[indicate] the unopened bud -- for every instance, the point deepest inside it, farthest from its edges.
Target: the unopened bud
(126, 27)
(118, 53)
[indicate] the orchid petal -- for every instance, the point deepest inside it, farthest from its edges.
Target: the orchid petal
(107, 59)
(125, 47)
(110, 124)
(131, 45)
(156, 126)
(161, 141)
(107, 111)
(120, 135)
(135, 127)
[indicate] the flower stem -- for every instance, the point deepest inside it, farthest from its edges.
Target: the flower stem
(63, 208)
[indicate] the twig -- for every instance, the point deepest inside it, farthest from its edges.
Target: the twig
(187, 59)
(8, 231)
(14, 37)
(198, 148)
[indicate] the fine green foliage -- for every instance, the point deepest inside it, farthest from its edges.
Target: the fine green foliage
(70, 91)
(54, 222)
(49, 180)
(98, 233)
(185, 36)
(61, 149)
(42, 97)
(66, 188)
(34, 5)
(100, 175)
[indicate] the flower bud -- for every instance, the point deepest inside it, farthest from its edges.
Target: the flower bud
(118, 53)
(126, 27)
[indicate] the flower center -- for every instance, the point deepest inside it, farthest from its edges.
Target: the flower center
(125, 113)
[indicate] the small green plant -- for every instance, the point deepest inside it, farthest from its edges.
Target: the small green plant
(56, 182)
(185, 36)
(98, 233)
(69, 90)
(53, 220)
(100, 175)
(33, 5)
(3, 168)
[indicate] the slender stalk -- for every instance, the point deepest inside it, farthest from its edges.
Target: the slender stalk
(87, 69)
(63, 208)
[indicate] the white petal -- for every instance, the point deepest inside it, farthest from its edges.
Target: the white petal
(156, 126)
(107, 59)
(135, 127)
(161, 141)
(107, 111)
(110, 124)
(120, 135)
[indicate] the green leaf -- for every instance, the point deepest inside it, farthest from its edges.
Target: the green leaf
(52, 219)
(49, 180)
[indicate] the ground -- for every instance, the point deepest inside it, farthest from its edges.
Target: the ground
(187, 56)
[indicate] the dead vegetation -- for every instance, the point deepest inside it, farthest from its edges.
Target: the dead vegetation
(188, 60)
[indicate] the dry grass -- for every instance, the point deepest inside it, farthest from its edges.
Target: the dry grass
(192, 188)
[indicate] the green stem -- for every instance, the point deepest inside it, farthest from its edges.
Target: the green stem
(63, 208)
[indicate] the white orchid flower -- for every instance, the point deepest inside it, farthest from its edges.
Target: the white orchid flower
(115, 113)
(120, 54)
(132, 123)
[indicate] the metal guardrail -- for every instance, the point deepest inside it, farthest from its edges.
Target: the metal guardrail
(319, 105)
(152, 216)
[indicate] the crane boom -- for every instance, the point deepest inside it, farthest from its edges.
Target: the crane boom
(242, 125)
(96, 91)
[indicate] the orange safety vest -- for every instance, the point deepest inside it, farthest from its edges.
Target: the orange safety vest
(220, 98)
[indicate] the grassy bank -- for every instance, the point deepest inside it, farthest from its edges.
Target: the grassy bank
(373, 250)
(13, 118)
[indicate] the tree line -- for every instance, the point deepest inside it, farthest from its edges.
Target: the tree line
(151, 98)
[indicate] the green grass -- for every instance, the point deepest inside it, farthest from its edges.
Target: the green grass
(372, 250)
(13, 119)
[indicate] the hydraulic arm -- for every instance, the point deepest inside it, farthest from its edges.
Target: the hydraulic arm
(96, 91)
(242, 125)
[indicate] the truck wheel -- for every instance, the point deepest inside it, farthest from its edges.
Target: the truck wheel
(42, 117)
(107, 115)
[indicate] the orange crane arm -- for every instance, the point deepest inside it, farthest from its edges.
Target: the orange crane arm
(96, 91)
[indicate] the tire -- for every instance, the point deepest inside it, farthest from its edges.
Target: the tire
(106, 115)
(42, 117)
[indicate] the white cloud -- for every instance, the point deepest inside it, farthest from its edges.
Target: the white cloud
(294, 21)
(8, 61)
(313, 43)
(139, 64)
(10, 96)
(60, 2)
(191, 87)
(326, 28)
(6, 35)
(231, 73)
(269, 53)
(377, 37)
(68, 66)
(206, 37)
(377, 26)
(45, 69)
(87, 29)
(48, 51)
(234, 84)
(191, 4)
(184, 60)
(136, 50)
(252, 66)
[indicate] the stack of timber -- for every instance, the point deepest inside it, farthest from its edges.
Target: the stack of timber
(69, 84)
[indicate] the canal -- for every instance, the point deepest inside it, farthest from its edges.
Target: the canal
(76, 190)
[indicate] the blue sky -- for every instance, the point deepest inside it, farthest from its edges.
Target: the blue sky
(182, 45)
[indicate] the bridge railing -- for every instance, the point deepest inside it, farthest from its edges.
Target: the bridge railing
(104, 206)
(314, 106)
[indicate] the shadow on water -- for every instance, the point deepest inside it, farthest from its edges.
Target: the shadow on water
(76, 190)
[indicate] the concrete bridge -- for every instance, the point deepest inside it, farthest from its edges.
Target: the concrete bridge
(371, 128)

# DIRECTION
Copy the rows again, from the row with "[indicate] the truck" through the last row, both included, requests and all. Multiply each answer coordinate by 1.55 and round to the nearest whole number, rounding halves up, leaving the requests unchanged.

# THE COMPLETED TASK
[indicate] the truck wheel -- for every instance, the point deepest inside it, farthest from its edges.
Target: the truck wheel
(65, 181)
(166, 178)
[indicate] the orange crane arm -- for every instance, the point deepest inside it, farthest from its edges.
Target: the orange crane arm
(149, 141)
[indicate] the tire -- for every instance, the point deepest inside it, farthest from its edges.
Target: the tire
(164, 178)
(65, 181)
[indicate] the white cloud -- for every instance, the point deepest inside it, farthest from its edges.
Target: the white cloud
(456, 33)
(12, 95)
(485, 67)
(215, 99)
(16, 149)
(93, 3)
(296, 135)
(505, 43)
(9, 54)
(358, 113)
(417, 82)
(584, 57)
(105, 102)
(319, 57)
(584, 40)
(70, 107)
(135, 45)
(74, 79)
(363, 130)
(296, 6)
(285, 93)
(211, 78)
(391, 102)
[indicate] the stack of timber -- for every instance, the point deepest inside it, farthest from its edges.
Target: the stack of timber
(107, 130)
[indicate] the canal -- for every instance, the point deepest inside it, farthest from its edges.
Target: the canal
(118, 295)
[indicate] the blue sky -- for every instance, the point deepest inside it, farthest from its edges.
Target: the blue sky
(282, 70)
[indicate] the bridge railing -- for every instance, the point deepest inside it, farthest from its edges.
Target: the bridge railing
(161, 319)
(487, 164)
[indicate] the shadow on water -- for every instance, the point deepest inside it, farthest from its edges.
Target: the shadow on water
(118, 295)
[indicate] the concrete bridge -- for every instance, the point deepest inside it, farthest from its edges.
Target: the concrete bridge
(575, 198)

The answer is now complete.